_Provided passage_
Re: Fwd: LOOKING OUT FOR A MENTOR FOR GSOC 2015

Sarang Shrivastava Tue, 07 Apr 2015 10:01:06 -0700

Hello Kevin,

Looking forward to hear from you soon !
Is there any other mode of communication that we can use ?? What do you
suggest ? I guess Skype or Google hangout should solve the issue.


Cheers,
Sarang

On Mon, Apr 6, 2015 at 3:07 PM, Sarang Shrivastava <[email protected]>
wrote:

> Hello Kevin,
>
> Sorry for the late reply, was out of town actually.Well the answers to
> your queries are ( I have tried answering them but I am not sure about
> their correctness ) :-
>
> So presently SA uses Bayesian classifier together with some additional DNS
> filters to check for Spam.
> Firstly the present SA doesn't use any of the neural nets model that I
> have listed in my proposal.Secondly the new words that are not present in
> the Bayes database, SA assigns a very high probability to it. But there are
> chances that together with some garbage there can be a meaning full message
> along with it.
>
> Regarding the plugins, what I think is going with multiple plugins within
> a module named statistical classifier. So , this module will contain all
> the plugins for the models that I have listed together. By default, The
> model that gives the best result out of the listed models will be on. But
> the user will be given the flexibility to choose from a range of
> statistical plugins to choose from, so that if in the future any additional
> methods together with present methods give a better result, so that plugin
> can be switched on.
>
> Well the neural nets that I have listed in my proposal seems to be better
> on paper because of the following reasons:-
>
> 1) NB is not so scalable algorithm for large number of emails and where
> most of the words are random nouns.
>
> 2) NB is a good approach to classify emails but it doesn't do well at all
> in front of good unsupervised learning because size   of the email
> doesn't really determine its importance, even small e mails can be spam
> free.
>
> For example,
>
>  a) we are considering you for a job ..

_Information supplied_
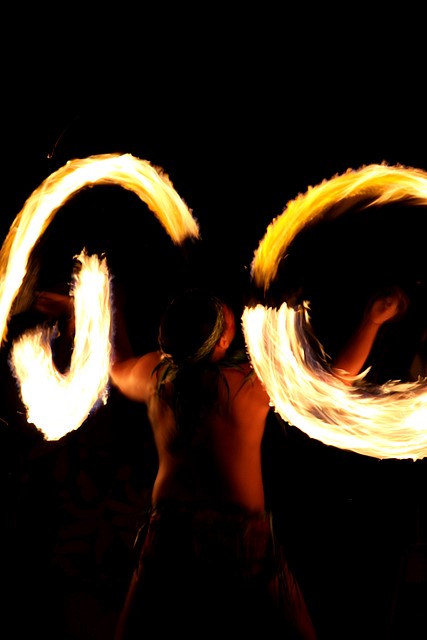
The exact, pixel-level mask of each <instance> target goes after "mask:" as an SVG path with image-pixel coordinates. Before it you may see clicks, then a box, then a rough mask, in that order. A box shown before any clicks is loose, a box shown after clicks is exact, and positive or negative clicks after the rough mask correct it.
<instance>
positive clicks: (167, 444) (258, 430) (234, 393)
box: [139, 354, 270, 511]
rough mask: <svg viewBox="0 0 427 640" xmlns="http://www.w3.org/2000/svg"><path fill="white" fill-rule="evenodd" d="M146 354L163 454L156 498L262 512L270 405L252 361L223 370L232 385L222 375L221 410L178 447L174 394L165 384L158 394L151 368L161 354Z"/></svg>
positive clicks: (152, 370)
mask: <svg viewBox="0 0 427 640" xmlns="http://www.w3.org/2000/svg"><path fill="white" fill-rule="evenodd" d="M143 359H146V360H147V363H146V368H145V374H144V375H145V378H146V382H147V386H146V387H145V392H144V394H143V395H144V398H143V399H144V402H145V404H146V406H147V411H148V418H149V421H150V423H151V426H152V430H153V434H154V439H155V443H156V447H157V452H158V457H159V467H158V473H157V477H156V480H155V483H154V488H153V495H152V501H153V503H154V504H155V503H158V502H160V501H171V500H180V501H195V502H207V503H217V504H230V505H235V506H239V507H241V508H243V509H245V510H248V511H263V510H264V507H265V503H264V487H263V481H262V472H261V441H262V437H263V434H264V429H265V423H266V418H267V414H268V411H269V408H270V405H269V398H268V395H267V393H266V392H265V390H264V388H263V386H262V384H261V382H260V381H259V379H258V378H257V377H256V376H255V374H254V373H252V374H251V375H249V376H248V374H249V373H251V369H250V365H249V364H247V363H245V364H244V366H243V367H241V366H239V368H224V369H223V370H222V372H223V376H224V378H225V380H226V382H227V385H228V389H227V385H226V384H225V382H224V379H223V378H220V380H219V382H218V384H219V398H220V401H219V406H218V408H217V410H215V411H213V412H211V413H210V415H209V417H207V418H206V419H205V420H204V422H203V424H201V425H200V428H199V429H198V430H197V435H195V436H194V437H192V438H190V439H189V440H186V441H185V444H180V445H179V446H176V445H177V443H178V439H179V435H178V430H177V427H176V423H175V417H174V413H173V410H172V403H171V401H170V400H169V399H168V396H170V395H171V394H170V393H168V389H167V388H166V393H163V394H162V397H160V396H159V393H158V379H157V374H156V373H152V371H153V368H154V366H155V364H156V363H158V362H159V361H160V356H159V354H147V356H145V357H144V358H143ZM148 367H149V368H150V369H151V373H150V377H149V379H147V375H148ZM139 369H140V367H139ZM139 376H140V379H141V370H140V371H139ZM170 384H171V383H169V382H167V383H166V385H170ZM169 390H170V391H171V389H169ZM140 399H142V398H140Z"/></svg>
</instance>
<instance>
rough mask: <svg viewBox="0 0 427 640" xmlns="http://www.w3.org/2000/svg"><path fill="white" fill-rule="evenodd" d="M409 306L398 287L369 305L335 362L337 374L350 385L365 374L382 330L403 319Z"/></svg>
mask: <svg viewBox="0 0 427 640" xmlns="http://www.w3.org/2000/svg"><path fill="white" fill-rule="evenodd" d="M408 304H409V300H408V298H407V296H406V294H405V293H404V292H403V291H402V290H401V289H400V288H399V287H394V288H392V289H390V290H389V291H387V292H385V293H383V294H380V295H378V296H375V297H374V298H373V299H372V300H371V302H370V303H369V304H368V306H367V308H366V311H365V313H364V315H363V318H362V320H361V322H360V324H359V326H358V327H357V328H356V331H355V332H354V333H353V335H352V336H351V338H350V340H349V341H348V342H347V344H346V345H345V347H344V348H343V349H342V350H341V351H340V353H339V354H338V356H337V357H336V358H335V360H334V362H333V372H334V374H335V375H336V376H337V377H339V378H341V379H342V380H343V381H344V382H346V384H349V385H351V384H352V382H353V380H352V378H353V377H354V376H357V375H358V374H359V373H360V372H361V371H362V369H363V365H364V364H365V362H366V360H367V359H368V356H369V354H370V352H371V349H372V347H373V345H374V342H375V339H376V337H377V335H378V331H379V330H380V328H381V326H382V325H383V324H384V323H386V322H389V321H391V320H395V319H397V318H399V317H401V316H402V315H403V314H404V313H405V311H406V309H407V307H408Z"/></svg>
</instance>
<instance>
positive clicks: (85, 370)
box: [11, 252, 111, 440]
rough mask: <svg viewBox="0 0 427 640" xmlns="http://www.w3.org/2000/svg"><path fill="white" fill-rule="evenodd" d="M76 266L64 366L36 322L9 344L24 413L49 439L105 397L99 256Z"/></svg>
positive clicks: (108, 279)
mask: <svg viewBox="0 0 427 640" xmlns="http://www.w3.org/2000/svg"><path fill="white" fill-rule="evenodd" d="M78 259H79V260H80V262H81V264H82V268H81V270H80V273H79V274H78V275H75V276H74V280H75V285H74V310H75V322H76V332H75V338H74V345H73V351H72V354H71V361H70V367H69V371H68V372H67V373H66V374H61V373H60V372H59V371H58V370H57V369H56V368H55V365H54V363H53V359H52V350H51V344H50V339H51V337H52V331H51V330H49V329H48V328H46V327H39V328H36V329H34V330H32V331H28V332H27V333H25V334H24V335H23V336H21V337H20V338H19V339H18V340H16V341H15V342H14V343H13V345H12V350H11V362H12V365H13V369H14V373H15V376H16V377H17V379H18V380H19V382H20V388H21V397H22V400H23V402H24V404H25V406H26V407H27V419H28V421H29V422H31V423H33V424H34V425H36V426H37V427H38V428H40V430H42V431H43V433H44V434H45V435H46V437H47V438H48V439H49V440H56V439H59V438H61V437H62V436H63V435H65V434H66V433H68V432H69V431H72V430H73V429H76V428H77V427H79V426H80V425H81V424H82V423H83V422H84V420H86V418H87V417H88V415H89V414H90V412H91V410H92V409H93V407H94V406H95V405H97V404H98V403H100V402H101V401H102V402H104V403H106V402H107V398H108V380H109V362H110V356H111V344H110V340H109V336H110V320H111V309H110V292H109V277H108V269H107V265H106V261H105V259H104V260H102V261H101V262H100V261H99V260H98V258H97V256H91V257H88V256H87V255H86V254H85V253H84V252H82V253H81V255H80V256H79V257H78Z"/></svg>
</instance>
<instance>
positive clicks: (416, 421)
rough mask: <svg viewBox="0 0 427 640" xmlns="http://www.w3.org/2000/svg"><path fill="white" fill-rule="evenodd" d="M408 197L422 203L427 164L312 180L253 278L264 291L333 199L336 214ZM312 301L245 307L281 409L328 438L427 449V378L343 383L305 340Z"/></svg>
mask: <svg viewBox="0 0 427 640" xmlns="http://www.w3.org/2000/svg"><path fill="white" fill-rule="evenodd" d="M408 198H411V199H415V201H416V202H419V203H420V204H423V205H425V204H426V203H427V173H426V172H424V171H421V170H419V169H413V168H405V167H403V166H387V165H385V164H381V165H368V166H366V167H362V168H361V169H359V170H349V171H347V172H346V173H345V174H343V175H341V176H336V177H334V178H332V179H331V180H328V181H324V182H322V183H321V184H320V185H318V186H317V187H314V188H313V187H311V188H309V189H308V191H307V192H306V193H305V194H302V195H300V196H298V198H296V199H295V200H294V201H291V202H290V203H289V204H288V205H287V207H285V209H284V211H283V213H282V214H281V216H279V217H278V218H276V219H275V220H273V221H272V223H271V224H270V225H269V227H268V228H267V232H266V234H265V236H264V238H263V240H262V241H261V243H260V245H259V247H258V249H257V251H256V252H255V254H254V258H253V262H252V278H253V280H254V282H255V283H256V285H257V286H258V287H263V288H264V291H267V290H268V288H269V285H270V284H271V282H272V281H273V280H274V278H275V277H276V275H277V271H278V268H279V263H280V261H281V259H282V257H283V256H284V255H285V254H286V251H287V250H288V248H289V246H290V243H291V242H292V240H293V239H294V238H295V237H296V235H297V234H298V233H299V232H300V231H301V230H302V229H303V227H305V226H306V225H307V224H308V223H310V222H311V221H313V220H315V219H319V218H322V217H325V216H327V214H328V211H329V210H330V208H331V207H332V206H334V213H335V215H336V213H337V210H338V211H339V212H340V213H343V212H345V211H347V210H348V209H350V207H354V205H355V204H357V203H358V202H359V201H366V199H368V200H369V206H375V205H379V204H384V203H387V202H393V201H399V200H407V199H408ZM337 205H338V207H339V208H338V209H337ZM309 306H310V302H309V301H305V302H304V303H303V304H302V305H301V306H300V307H299V308H296V309H292V308H288V306H287V304H286V303H283V304H282V305H281V306H280V308H279V309H274V308H270V307H269V308H266V307H264V306H263V305H256V306H255V307H251V308H249V307H247V308H245V310H244V312H243V316H242V326H243V331H244V335H245V339H246V344H247V348H248V351H249V354H250V356H251V359H252V363H253V365H254V369H255V370H256V372H257V374H258V376H259V377H260V378H261V380H262V381H263V382H264V384H265V387H266V390H267V392H268V394H269V396H270V398H271V404H272V406H274V408H275V410H276V411H277V412H278V414H279V415H280V416H281V417H282V418H283V419H284V420H285V421H286V422H288V423H289V424H292V425H295V426H297V427H298V428H299V429H301V430H302V431H304V432H305V433H306V434H308V435H309V436H311V437H313V438H315V439H317V440H320V441H321V442H323V443H325V444H327V445H332V446H337V447H340V448H343V449H348V450H351V451H355V452H356V453H361V454H363V455H368V456H373V457H376V458H399V459H404V458H413V459H417V458H424V457H426V456H427V381H425V380H419V381H418V382H415V383H403V382H400V381H390V382H388V383H386V384H384V385H381V386H378V387H376V388H375V389H370V391H369V392H368V389H367V388H365V389H364V388H363V384H361V385H355V386H353V387H349V386H347V385H345V384H344V383H342V382H341V381H340V380H338V379H337V378H336V377H335V376H333V375H332V373H331V372H330V369H329V370H328V366H327V365H326V361H325V362H321V360H319V358H318V357H316V355H315V354H314V352H313V350H312V348H311V346H310V342H309V340H308V332H309V330H310V328H311V327H310V318H309V313H308V310H309ZM360 378H363V375H362V376H359V379H360Z"/></svg>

_Exercise prompt_
Please write out the full email about finding a GSoC 2015 mentor, word for word.

_Output of the exercise_
Re: Fwd: LOOKING OUT FOR A MENTOR FOR GSOC 2015

Sarang Shrivastava Tue, 07 Apr 2015 10:01:06 -0700

Hello Kevin,

Looking forward to hear from you soon !
Is there any other mode of communication that we can use ?? What do you
suggest ? I guess Skype or Google hangout should solve the issue.


Cheers,
Sarang

On Mon, Apr 6, 2015 at 3:07 PM, Sarang Shrivastava <[email protected]>
wrote:

> Hello Kevin,
>
> Sorry for the late reply, was out of town actually.Well the answers to
> your queries are ( I have tried answering them but I am not sure about
> their correctness ) :-
>
> So presently SA uses Bayesian classifier together with some additional DNS
> filters to check for Spam.
> Firstly the present SA doesn't use any of the neural nets model that I
> have listed in my proposal.Secondly the new words that are not present in
> the Bayes database, SA assigns a very high probability to it. But there are
> chances that together with some garbage there can be a meaning full message
> along with it.
>
> Regarding the plugins, what I think is going with multiple plugins within
> a module named statistical classifier. So , this module will contain all
> the plugins for the models that I have listed together. By default, The
> model that gives the best result out of the listed models will be on. But
> the user will be given the flexibility to choose from a range of
> statistical plugins to choose from, so that if in the future any additional
> methods together with present methods give a better result, so that plugin
> can be switched on.
>
> Well the neural nets that I have listed in my proposal seems to be better
> on paper because of the following reasons:-
>
> 1) NB is not so scalable algorithm for large number of emails and where
> most of the words are random nouns.
>
> 2) NB is a good approach to classify emails but it doesn't do well at all
> in front of good unsupervised learning because size   of the email
> doesn't really determine its importance, even small e mails can be spam
> free.
>
> For example,
>
>  a) we are considering you for a job ..